Top of Given information
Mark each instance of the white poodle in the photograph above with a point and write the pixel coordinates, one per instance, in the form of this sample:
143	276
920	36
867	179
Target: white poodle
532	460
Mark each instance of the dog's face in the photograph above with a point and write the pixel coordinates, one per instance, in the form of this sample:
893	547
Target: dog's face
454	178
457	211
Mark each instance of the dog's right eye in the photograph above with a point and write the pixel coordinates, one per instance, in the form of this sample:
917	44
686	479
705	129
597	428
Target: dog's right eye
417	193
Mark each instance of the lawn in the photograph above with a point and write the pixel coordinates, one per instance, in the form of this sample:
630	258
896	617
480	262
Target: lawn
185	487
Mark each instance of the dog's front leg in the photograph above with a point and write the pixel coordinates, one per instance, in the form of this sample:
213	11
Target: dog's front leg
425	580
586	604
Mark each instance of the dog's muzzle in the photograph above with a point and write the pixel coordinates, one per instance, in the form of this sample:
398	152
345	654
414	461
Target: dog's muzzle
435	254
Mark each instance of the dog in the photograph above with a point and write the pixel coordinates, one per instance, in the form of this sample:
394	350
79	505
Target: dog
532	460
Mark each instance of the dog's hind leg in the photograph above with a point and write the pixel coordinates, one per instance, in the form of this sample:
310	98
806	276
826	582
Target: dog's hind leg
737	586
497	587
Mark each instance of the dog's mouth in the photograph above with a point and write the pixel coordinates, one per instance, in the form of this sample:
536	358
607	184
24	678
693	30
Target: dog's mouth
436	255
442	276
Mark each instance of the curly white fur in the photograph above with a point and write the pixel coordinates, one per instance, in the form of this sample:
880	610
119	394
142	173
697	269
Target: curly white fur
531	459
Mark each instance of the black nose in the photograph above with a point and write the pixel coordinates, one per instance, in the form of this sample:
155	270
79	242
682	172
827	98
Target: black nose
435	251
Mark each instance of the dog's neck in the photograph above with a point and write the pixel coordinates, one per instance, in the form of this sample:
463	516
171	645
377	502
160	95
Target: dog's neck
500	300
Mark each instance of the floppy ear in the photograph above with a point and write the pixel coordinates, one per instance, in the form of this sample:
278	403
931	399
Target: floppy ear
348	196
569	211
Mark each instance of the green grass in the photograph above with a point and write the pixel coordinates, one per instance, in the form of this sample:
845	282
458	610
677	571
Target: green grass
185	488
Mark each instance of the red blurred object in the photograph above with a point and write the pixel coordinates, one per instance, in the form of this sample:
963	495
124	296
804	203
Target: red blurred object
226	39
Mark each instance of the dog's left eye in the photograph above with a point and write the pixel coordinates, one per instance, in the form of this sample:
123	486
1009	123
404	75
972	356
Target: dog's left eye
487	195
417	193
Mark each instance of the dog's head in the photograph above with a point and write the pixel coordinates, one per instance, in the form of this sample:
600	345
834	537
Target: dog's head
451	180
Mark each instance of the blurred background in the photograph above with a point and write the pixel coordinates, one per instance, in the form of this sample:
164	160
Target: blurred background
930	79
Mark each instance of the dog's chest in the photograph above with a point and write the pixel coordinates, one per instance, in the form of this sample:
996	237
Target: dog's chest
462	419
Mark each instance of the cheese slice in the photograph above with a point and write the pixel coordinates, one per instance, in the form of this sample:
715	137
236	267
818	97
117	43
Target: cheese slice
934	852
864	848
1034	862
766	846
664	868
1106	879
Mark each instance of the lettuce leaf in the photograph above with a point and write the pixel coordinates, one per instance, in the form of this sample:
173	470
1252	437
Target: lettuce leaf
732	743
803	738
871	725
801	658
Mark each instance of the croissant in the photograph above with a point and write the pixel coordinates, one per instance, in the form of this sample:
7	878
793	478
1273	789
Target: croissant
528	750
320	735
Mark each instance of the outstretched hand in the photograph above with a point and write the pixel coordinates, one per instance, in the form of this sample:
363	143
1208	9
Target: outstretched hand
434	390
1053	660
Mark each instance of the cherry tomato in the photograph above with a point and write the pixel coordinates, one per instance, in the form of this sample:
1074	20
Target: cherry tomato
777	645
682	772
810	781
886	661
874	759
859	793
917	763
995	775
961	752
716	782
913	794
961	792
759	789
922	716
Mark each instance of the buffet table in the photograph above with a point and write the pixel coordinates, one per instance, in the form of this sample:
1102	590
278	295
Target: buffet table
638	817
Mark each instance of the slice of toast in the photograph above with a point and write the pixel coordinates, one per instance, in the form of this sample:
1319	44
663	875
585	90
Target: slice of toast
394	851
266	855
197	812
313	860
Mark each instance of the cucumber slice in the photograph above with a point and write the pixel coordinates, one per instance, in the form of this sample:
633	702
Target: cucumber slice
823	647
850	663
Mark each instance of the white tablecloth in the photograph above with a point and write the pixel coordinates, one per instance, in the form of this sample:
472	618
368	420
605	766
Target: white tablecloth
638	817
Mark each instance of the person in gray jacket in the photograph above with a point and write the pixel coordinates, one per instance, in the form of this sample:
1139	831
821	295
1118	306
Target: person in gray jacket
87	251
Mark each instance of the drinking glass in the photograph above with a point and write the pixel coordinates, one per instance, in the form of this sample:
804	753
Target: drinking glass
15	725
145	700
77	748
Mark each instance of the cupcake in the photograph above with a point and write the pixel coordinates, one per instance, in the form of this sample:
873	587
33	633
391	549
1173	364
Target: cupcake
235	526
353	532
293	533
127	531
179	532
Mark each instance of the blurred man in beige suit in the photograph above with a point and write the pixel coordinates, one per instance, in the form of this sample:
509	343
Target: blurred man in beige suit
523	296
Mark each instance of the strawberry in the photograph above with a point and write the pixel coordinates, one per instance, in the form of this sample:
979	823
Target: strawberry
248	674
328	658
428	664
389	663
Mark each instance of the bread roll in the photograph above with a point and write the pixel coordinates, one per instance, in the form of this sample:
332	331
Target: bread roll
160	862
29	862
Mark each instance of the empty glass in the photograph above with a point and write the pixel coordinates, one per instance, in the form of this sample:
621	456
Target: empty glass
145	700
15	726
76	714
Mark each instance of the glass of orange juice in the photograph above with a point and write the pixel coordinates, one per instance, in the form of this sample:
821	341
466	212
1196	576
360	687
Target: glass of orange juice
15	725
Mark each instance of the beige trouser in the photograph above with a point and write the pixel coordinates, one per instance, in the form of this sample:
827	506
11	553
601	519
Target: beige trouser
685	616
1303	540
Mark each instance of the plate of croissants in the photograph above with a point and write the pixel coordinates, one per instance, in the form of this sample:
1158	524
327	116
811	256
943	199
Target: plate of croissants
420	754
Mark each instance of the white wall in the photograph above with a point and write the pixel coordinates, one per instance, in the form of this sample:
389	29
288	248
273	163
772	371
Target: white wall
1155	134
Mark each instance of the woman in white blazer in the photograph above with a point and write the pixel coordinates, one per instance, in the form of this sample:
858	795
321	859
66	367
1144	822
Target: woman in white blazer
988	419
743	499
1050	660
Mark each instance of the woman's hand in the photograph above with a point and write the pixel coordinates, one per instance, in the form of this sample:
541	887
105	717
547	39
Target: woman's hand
Bottom of Given information
▶ **What needs to be done**: The answer is the data above, retyped exactly in full.

▶ **Solution for this task**:
Mark each instance of the white poodle in the photograph above with a point and write the pixel coordinates, one per instance, in the form of this sample:
143	276
920	36
867	179
Target: white poodle
532	460
Mark each instance of the dog's face in the photograph above with a point and write the pixel coordinates, one per instance, in the form of this sample:
893	547
Target: dog's face
454	178
457	211
Mark each instance of the dog's right eye in the photograph above with a point and write the pixel coordinates, one per instance, in the form of this sample:
917	44
686	479
705	129
597	428
Target: dog's right eye
417	193
Mark each instance of the lawn in the photograph above with a point and write the pixel coordinates, one per instance, in the form of this sample:
630	258
896	617
480	262
Target: lawn
185	487
Mark each instance of the dog's front leg in the photograph above with a point and write the pixel coordinates, one per instance, in the form of this sample:
213	11
Target: dog's front leg
425	580
586	604
Mark each instance of the dog's muzzle in the photograph above with a point and write the pixel coordinates, one per instance, in the form of this sample:
398	152
345	654
414	461
Target: dog's muzzle
435	254
Mark each instance of the dog in the photograph above with a point and write the pixel coordinates, one per instance, in the form of this sample:
394	350
79	505
Target: dog
532	460
Mark each instance of the dog's hind leg in the photograph above with a point and write the pixel coordinates, one per instance, in the form of this sample:
310	98
806	276
826	582
Target: dog's hind leg
737	586
497	587
Mark each instance of the dog's mouth in the photograph above with a point and write the pixel coordinates, one per instance, in the form of this sample:
536	358
607	184
24	678
693	30
Target: dog's mouth
436	255
442	276
Mark each instance of the curly white fur in the photograph above with a point and write the pixel coordinates, one per instance, in the form of this sample:
880	610
119	394
142	173
697	269
Target: curly white fur
531	459
Mark each instance of the black nose in the photograph above with a point and write the pixel coordinates, one per instance, in the form of this sample:
155	270
79	242
682	172
827	98
Target: black nose
435	251
Mark each instance of the dog's neck in the photograph above with a point and write the pixel coordinates, one per instance, in the form of this sample:
463	516
171	645
377	502
160	95
Target: dog's neck
500	300
Mark each instance of the floppy ear in the photograph above with a point and write the pixel coordinates, one per instance, in the form of this sample:
278	403
931	399
Target: floppy ear
348	196
569	211
Mark each instance of the green grass in the photograph above with a point and write the pixel coordinates, one per instance, in the form of this sample:
845	282
458	610
677	571
Target: green grass
185	488
Mark each instance of the red blurred object in the photograph above with a point and write the pixel coordinates, one per instance, in the form of this sample:
963	495
124	296
804	203
Target: red blurred object
226	39
Mark each instance of the dog's left eye in the photograph above with a point and write the pixel coordinates, one per instance, in the form of this sample:
123	486
1009	123
404	75
972	356
Target: dog's left eye
487	195
417	193
Mark each instance of the dog's head in the photograph above with a point and write the pixel coordinates, one per instance, in the form of this sample:
600	345
834	537
Target: dog's head
451	180
Mark each instance of the blurred background in the photograph above with a point and write the pixel coordinates, one per instance, in the form of this sample:
164	160
Target: blurred background
930	79
Mark each instance of the dog's chest in the photograph above with a point and write the pixel coordinates, one per instance, in the form of this sample:
996	237
Target: dog's chest
462	419
Mark each instance of the cheese slice in the photograph above with a point and write the pixel coordinates, one per instance, in the form of this sample:
715	137
236	267
818	97
117	43
Target: cheese slice
934	852
864	848
1034	862
766	846
664	868
1106	879
Mark each instance of the lettuce leaf in the photograph above with a point and write the pixel coordinates, one per instance, in the form of this sample:
173	470
1252	437
Target: lettuce leaf
732	743
803	738
871	725
801	658
Mark each instance of the croissant in the photograph above with a point and write the pixel coordinates, one per instance, in the form of this sample:
7	878
793	478
1273	789
Target: croissant
528	750
320	735
Mark each instance of the outstretched hand in the photograph above with a point and write the pixel coordinates, one per instance, in the form of this sample:
363	143
1208	9
Target: outstretched hand
434	390
1053	660
Mark each instance of the cherry tomato in the photograph above with a point and write the pixel coordinates, one per instance, in the form of this sample:
1074	20
Target: cherry tomato
777	645
682	772
810	781
886	661
874	759
859	793
917	763
995	775
961	752
716	782
913	794
961	792
759	789
922	716
Mark each instance of the buffet table in the photograph above with a point and write the pixel coordinates, one per instance, in the form of this sample:
1102	590
278	295
Target: buffet table
638	817
Mark each instance of the slice of toast in the photograph above with a point and write the pixel coordinates, one per instance, in the form of this sample:
1319	44
663	875
585	90
Target: slice of toast
394	851
266	855
197	812
313	860
Mark each instance of the cucumber slice in the photograph above with a point and write the pixel coordinates, one per instance, in the form of this sample:
633	702
Target: cucumber slice
823	647
850	663
Mark each instance of the white tablecloth in the photograph above with a point and write the pixel coordinates, one per instance, in the form of this sample:
472	618
368	420
605	766
Target: white tablecloth
638	817
Mark each instance of the person in gray jacket in the photograph above with a point and write the pixel coordinates, one per instance, in the form of this sample:
1139	831
821	295
1118	306
Target: person in gray jacket
87	251
Mark each instance of the drinking glass in the photograph above with a point and write the pixel coordinates, one per instance, in the form of this sample:
804	753
Target: drinking glass
15	725
145	700
77	748
Mark each instance of the cupcake in the photograph above with a point and write the pixel coordinates, one per instance, in the form of this sample:
873	587
33	633
391	549
1173	364
Target: cupcake
235	526
353	532
293	533
127	531
179	532
Mark each instance of the blurred man in beige suit in the photograph above with a point and write the pixel coordinates, one per instance, in the form of this sample:
509	343
Target: blurred man in beige suit
523	296
Mark each instance of the strawberry in the photograph above with a point and write the pixel coordinates, one per instance, in the form of this sample:
979	823
Target: strawberry
248	674
328	658
428	664
389	663
Mark each instance of the bread roll in the photograph above with a point and write the pixel coordinates, one per instance, in the form of this sample:
332	331
Target: bread roll
160	862
29	862
Mark each instance of the empty glass in the photograph above with a point and write the pixel coordinates, one per instance, in the form of this sample:
621	456
Target: empty glass
145	700
15	726
76	714
Mark each instance of the glass of orange juice in the photograph above with a point and write the pixel coordinates, one per instance, in the form of this sample:
821	341
466	212
1196	576
360	687
Target: glass of orange juice
15	725
Mark each instance of the beige trouser in the photograph above with a point and write the pixel coordinates, one per instance, in the form of this sample:
827	506
11	553
601	519
Target: beige trouser
685	616
1303	540
Mark each instance of the plate of croissants in the photograph above with a point and write the pixel coordinates, one per instance, in the form of this sample:
1158	524
327	116
811	256
943	199
Target: plate of croissants
420	754
Mark each instance of the white wall in the photograph above with a point and write the pixel coordinates, one per instance, in the form of this sample:
389	29
288	248
273	163
772	371
Target: white wall
1155	134
Mark each instance of the woman in white blazer in the photograph above with a point and write the pixel coordinates, one per instance, in the form of this sample:
858	795
321	859
66	367
1144	822
Target: woman in white blazer
988	419
743	499
1050	660
Mark each instance of the woman's hand in the photograph above with a point and write the pixel coordinates, one per instance, in the form of this sample:
541	887
105	717
547	39
Target: woman's hand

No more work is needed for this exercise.